» EXERCISE DESCRIPTION: Only the lines from the one containing "[(655, 94), (242, 298), (558, 237)]" through the one containing "Task: indicate every instance of the front bumper" should be printed, exactly as they appear below, with both ends included.

Saved entries

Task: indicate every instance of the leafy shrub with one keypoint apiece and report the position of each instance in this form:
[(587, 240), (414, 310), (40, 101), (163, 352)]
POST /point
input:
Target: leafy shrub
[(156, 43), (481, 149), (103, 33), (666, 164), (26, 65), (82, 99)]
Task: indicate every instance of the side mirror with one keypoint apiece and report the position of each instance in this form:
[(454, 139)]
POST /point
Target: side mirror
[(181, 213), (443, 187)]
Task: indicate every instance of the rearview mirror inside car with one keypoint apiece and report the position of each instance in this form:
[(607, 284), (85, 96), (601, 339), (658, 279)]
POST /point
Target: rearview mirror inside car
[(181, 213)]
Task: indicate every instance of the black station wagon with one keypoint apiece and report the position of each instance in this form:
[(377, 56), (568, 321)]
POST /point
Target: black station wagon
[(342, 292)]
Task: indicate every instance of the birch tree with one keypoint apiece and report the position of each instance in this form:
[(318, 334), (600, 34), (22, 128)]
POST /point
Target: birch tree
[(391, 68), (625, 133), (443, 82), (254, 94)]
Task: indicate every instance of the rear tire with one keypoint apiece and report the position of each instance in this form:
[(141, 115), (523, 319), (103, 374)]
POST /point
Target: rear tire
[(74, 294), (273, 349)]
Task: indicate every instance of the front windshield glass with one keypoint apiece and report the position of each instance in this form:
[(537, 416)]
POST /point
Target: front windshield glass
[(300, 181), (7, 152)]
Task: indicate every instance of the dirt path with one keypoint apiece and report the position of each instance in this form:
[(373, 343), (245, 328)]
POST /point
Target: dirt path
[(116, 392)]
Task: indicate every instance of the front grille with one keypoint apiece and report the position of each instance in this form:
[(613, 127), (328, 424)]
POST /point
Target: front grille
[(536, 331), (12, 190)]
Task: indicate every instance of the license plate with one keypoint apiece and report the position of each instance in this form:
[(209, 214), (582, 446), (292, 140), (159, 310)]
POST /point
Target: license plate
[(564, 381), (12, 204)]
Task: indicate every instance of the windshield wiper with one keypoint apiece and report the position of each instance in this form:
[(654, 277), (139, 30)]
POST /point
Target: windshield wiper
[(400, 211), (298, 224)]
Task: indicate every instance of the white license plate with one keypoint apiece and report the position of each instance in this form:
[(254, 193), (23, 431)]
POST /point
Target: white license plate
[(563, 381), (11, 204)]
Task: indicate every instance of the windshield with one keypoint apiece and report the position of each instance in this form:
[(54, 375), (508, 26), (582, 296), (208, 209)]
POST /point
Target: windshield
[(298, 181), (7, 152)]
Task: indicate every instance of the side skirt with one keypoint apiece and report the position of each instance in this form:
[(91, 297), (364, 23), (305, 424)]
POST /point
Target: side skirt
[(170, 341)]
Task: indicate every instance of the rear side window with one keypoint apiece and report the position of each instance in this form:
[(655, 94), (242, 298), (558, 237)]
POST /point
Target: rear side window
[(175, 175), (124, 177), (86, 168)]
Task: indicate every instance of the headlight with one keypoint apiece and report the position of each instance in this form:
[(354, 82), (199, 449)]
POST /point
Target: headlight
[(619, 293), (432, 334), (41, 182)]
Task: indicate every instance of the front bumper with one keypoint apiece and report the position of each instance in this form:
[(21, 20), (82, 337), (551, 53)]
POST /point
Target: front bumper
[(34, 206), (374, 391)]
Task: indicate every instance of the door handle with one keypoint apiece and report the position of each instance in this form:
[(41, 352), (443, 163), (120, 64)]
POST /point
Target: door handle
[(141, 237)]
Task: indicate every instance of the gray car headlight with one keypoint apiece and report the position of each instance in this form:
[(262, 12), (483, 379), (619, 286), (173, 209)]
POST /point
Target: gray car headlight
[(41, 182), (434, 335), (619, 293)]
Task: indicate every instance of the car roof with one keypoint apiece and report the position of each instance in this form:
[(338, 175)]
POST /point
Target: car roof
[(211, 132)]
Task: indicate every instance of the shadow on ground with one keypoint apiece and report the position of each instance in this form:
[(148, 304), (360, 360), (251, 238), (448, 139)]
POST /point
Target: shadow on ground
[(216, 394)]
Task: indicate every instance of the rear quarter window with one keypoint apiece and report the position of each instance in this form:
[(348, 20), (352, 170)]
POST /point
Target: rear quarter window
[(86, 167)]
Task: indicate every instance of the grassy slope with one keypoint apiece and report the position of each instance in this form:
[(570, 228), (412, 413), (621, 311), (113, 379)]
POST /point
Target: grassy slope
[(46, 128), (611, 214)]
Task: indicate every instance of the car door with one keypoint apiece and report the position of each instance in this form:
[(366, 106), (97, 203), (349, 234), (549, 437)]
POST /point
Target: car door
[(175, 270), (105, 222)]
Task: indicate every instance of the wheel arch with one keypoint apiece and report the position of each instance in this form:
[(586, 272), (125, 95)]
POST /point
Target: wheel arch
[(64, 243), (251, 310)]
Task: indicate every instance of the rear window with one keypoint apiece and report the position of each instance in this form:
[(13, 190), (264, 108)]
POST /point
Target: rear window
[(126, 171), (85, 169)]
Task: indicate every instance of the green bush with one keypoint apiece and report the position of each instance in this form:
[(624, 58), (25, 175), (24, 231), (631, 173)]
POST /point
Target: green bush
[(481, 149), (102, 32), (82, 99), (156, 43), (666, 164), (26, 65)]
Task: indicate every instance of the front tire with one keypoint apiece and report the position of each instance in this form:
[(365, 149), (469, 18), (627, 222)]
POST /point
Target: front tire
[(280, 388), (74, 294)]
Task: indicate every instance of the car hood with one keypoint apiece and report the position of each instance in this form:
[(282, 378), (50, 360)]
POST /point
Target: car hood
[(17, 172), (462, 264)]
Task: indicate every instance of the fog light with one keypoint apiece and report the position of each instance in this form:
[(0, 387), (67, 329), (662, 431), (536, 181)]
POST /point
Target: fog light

» FINAL ANSWER:
[(655, 94), (242, 298), (558, 237)]
POST /point
Target: rear side window
[(175, 175), (124, 177), (86, 168)]
Task: indicate every instance of the headlight with one keypoint apiece and report the position of each instance in this form:
[(354, 82), (199, 449)]
POST /point
Target: headlight
[(619, 293), (432, 334), (41, 182)]
Task: indicate every instance of the front bumper with one keypoint apiece and report the position of each instance in this form:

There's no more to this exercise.